● **INPUT**
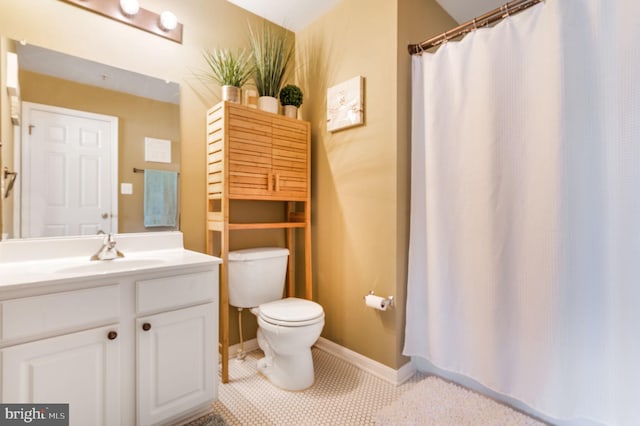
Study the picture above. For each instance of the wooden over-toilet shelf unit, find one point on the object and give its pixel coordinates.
(260, 156)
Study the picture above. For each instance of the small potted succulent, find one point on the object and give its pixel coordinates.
(229, 69)
(291, 99)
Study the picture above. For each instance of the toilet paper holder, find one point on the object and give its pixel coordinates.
(387, 302)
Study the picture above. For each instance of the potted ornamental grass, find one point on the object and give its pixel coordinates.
(231, 70)
(291, 99)
(271, 52)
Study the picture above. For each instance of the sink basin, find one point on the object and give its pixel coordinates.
(115, 265)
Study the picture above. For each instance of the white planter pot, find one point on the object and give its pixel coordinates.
(291, 111)
(232, 94)
(268, 103)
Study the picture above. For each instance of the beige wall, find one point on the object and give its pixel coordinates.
(360, 175)
(137, 118)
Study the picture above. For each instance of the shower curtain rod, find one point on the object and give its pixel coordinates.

● **REQUEST**
Reproduce every entry above word for word, leaving out the picture.

● **FINAL RESULT**
Study the picture above. For each instance of the wooden over-toilet shelf unit, find one point on the object and give its pixel coordinates.
(260, 156)
Study the picture above. For each instance of the small potted succulent, find one point on the object and give its pixel coordinates.
(229, 69)
(291, 99)
Study the picture above. For each instance of the toilet paper holder, find one point on the object and give its pixel coordinates.
(387, 302)
Study the picture above. For each instance of the potted ornamental grass, find one point on the object and give its pixel coordinates.
(231, 70)
(291, 99)
(271, 52)
Study the picture above. For each instance of the sink basin, find one point on the object and give its pixel coordinates.
(115, 265)
Study the picture above. For each instance of the white planter pot, find one point on the object and give its pixel coordinates.
(291, 111)
(232, 94)
(268, 103)
Study the picture above. For each instance of the beige wall, find one point on the object and give its pixel coordinates.
(360, 175)
(137, 118)
Study the picture above. For each instance of the shower curtain rod, find one point on the object and give its pixel coordinates.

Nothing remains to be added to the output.